**Work order**
Could you output, exactly and with nothing else, every line from the one that contains "Identify a point for each instance of the blouse" through the last line of the listing below?

Records shown START

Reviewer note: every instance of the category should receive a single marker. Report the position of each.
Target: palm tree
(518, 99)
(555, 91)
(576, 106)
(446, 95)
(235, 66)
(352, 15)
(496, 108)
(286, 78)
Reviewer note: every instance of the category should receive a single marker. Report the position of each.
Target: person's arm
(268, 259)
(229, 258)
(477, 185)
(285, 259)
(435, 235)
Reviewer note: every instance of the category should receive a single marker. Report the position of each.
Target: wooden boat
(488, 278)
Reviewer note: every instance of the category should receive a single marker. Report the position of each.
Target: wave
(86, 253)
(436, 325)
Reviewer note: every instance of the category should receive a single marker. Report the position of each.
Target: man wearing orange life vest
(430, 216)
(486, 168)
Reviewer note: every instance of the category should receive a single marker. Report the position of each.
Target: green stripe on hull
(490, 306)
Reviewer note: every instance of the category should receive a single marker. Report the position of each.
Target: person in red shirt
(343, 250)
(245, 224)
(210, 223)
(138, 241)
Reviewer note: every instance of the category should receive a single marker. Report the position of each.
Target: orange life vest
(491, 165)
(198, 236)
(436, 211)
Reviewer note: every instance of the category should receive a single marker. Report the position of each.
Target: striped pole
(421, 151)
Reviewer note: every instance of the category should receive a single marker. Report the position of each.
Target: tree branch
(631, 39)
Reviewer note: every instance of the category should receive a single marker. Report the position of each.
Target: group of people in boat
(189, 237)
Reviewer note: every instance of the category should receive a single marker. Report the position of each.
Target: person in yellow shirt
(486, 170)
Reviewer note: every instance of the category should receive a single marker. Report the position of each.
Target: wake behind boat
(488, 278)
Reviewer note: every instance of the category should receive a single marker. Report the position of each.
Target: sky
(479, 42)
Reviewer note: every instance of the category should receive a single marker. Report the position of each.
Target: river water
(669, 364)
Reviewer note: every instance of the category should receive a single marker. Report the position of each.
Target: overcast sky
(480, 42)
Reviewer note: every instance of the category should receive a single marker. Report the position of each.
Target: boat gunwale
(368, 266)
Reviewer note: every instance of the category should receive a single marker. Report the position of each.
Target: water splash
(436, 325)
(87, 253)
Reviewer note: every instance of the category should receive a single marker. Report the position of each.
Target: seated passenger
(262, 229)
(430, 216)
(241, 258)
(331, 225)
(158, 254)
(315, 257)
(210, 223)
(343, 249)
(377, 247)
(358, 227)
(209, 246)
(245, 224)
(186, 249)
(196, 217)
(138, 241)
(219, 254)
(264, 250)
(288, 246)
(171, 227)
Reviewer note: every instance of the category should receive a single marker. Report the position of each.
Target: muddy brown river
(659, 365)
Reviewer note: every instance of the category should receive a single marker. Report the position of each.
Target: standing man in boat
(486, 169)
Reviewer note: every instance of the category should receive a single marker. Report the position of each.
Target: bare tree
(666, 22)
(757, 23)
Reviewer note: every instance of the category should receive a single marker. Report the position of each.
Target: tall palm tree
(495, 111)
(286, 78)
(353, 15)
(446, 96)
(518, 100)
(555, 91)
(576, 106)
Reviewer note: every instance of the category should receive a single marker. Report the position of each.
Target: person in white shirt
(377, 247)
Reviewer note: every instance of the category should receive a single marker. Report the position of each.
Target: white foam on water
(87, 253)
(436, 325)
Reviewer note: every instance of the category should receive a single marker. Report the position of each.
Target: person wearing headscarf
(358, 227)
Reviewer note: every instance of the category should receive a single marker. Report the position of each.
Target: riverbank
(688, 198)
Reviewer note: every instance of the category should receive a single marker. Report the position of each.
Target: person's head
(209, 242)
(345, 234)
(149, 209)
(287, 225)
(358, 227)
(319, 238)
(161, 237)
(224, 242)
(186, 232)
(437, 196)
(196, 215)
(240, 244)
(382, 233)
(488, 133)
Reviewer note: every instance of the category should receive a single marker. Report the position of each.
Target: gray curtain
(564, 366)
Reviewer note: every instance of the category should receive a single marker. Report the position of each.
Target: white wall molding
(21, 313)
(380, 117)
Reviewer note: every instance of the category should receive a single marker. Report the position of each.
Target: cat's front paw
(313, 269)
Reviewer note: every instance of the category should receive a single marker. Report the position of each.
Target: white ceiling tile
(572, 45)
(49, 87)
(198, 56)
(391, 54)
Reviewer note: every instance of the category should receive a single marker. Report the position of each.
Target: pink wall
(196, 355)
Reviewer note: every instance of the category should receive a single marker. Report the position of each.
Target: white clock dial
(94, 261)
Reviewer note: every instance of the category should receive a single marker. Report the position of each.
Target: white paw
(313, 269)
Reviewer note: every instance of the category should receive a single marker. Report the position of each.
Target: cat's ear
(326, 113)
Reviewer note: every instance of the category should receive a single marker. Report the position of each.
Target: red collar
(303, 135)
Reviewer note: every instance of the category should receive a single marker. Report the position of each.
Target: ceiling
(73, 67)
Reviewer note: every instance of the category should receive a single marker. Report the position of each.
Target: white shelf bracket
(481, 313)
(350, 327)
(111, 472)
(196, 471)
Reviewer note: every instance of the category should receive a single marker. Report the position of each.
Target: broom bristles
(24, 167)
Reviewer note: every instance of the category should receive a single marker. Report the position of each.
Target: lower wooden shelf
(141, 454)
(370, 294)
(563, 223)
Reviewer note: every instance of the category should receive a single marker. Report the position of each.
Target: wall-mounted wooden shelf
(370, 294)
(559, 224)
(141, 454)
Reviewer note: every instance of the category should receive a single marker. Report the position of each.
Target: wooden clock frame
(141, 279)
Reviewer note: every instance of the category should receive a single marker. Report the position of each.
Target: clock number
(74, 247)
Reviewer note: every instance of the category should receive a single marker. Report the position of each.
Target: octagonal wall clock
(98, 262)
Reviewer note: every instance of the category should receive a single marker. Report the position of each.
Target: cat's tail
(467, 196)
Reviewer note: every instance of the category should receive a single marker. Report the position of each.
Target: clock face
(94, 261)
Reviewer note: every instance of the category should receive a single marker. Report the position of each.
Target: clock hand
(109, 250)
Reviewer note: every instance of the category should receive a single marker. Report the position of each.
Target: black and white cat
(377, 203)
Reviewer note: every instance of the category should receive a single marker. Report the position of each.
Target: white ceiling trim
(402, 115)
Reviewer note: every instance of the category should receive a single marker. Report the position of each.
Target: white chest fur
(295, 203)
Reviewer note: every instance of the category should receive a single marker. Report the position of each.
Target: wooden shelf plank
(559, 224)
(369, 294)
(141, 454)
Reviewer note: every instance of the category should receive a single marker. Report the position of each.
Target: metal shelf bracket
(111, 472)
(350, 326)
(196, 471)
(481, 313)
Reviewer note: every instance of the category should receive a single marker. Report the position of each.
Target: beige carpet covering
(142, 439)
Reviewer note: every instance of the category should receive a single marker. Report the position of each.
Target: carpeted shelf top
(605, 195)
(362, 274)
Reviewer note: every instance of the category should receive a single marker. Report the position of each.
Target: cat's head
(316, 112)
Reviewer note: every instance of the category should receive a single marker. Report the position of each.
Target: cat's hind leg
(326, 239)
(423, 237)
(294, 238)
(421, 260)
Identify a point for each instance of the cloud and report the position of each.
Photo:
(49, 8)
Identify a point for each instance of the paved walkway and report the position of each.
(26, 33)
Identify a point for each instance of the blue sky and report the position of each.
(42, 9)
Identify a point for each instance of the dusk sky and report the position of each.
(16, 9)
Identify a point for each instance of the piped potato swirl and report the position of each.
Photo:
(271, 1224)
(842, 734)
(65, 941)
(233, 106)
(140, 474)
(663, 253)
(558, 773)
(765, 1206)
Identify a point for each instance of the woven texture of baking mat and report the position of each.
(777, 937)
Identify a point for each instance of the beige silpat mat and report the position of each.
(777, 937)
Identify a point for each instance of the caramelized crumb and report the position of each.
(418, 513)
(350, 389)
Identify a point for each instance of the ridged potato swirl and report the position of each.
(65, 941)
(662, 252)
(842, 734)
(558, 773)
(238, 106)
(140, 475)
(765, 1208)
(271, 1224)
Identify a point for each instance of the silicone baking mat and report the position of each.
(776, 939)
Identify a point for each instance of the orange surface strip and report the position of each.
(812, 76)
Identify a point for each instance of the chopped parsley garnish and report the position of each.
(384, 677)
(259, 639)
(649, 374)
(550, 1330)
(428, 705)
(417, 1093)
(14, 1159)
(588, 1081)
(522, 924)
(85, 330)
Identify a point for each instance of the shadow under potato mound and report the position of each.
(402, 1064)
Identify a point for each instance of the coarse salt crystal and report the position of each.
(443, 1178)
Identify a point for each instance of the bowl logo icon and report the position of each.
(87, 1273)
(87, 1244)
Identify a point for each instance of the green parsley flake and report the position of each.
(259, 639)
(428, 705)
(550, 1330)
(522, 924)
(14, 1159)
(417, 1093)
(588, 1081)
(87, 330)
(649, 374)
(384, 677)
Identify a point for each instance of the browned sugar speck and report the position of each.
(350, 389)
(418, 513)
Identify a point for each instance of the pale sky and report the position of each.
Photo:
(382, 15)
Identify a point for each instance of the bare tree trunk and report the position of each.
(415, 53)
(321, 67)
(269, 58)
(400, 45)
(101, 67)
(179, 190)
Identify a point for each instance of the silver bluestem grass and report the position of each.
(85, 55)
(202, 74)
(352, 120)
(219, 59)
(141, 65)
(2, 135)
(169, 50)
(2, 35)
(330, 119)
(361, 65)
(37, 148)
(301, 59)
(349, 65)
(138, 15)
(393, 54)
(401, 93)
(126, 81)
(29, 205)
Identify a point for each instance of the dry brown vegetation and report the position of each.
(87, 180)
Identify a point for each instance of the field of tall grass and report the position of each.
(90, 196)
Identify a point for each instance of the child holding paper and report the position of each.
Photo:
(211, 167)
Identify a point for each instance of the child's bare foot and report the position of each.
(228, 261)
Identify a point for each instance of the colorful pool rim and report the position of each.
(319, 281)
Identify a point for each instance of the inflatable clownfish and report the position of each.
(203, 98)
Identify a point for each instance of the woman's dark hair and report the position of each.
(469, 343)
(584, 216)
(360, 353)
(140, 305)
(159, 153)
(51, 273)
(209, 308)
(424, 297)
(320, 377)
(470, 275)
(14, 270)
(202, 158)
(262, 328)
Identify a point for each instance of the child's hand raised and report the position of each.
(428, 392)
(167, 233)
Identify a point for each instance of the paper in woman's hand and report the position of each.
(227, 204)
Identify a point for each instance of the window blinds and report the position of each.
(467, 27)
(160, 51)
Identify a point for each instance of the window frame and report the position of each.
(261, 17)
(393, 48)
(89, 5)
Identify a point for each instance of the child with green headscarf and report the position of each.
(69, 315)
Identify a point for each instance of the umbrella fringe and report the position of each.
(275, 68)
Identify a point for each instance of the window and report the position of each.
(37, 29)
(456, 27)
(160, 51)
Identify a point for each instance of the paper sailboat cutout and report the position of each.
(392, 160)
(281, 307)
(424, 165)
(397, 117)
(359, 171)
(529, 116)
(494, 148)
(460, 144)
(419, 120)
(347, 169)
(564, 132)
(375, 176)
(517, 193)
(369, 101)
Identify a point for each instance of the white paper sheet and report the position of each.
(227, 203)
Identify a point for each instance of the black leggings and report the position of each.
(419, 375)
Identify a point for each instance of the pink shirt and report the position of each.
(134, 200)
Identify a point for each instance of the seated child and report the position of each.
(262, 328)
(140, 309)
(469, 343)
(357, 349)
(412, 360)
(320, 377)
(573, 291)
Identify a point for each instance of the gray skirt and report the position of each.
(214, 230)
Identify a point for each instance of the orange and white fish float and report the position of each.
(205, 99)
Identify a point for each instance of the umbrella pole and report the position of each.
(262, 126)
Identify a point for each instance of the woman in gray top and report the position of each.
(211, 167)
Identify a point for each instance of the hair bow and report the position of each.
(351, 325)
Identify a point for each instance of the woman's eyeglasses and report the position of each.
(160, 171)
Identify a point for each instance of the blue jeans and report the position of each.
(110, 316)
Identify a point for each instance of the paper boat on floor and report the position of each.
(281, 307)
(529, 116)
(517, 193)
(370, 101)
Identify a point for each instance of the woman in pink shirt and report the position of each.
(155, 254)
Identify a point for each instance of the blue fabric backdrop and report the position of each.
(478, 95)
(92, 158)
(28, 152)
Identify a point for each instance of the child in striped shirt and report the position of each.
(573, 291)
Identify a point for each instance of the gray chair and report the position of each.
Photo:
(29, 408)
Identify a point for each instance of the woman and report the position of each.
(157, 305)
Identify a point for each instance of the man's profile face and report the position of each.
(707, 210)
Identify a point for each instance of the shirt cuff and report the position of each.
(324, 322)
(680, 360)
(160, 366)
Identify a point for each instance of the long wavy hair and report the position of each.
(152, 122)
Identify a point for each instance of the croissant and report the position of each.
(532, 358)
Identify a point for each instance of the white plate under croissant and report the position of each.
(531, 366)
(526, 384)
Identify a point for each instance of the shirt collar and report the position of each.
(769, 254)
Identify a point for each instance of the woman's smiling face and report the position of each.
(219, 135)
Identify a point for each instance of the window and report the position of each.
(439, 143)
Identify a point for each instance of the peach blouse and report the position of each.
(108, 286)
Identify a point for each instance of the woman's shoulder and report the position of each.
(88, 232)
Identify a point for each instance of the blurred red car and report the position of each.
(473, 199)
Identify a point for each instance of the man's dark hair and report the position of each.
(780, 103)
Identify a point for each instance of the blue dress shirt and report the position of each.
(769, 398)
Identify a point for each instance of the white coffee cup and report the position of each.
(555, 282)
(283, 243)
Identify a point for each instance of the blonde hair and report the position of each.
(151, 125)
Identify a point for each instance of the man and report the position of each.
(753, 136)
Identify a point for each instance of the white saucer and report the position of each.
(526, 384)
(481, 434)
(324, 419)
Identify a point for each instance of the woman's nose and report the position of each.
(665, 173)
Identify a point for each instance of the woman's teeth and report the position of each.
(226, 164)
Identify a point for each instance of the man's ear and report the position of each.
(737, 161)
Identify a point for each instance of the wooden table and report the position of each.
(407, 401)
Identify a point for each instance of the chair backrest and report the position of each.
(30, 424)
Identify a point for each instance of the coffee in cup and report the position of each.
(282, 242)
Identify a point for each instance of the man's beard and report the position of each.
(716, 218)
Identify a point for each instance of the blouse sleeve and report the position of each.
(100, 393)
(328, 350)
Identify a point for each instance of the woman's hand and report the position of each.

Records shown END

**Task answer**
Identify a point for each instance of the blouse sleeve and report the position of each.
(100, 393)
(328, 350)
Identify a point for each instance of the woman's hand and report the position of each.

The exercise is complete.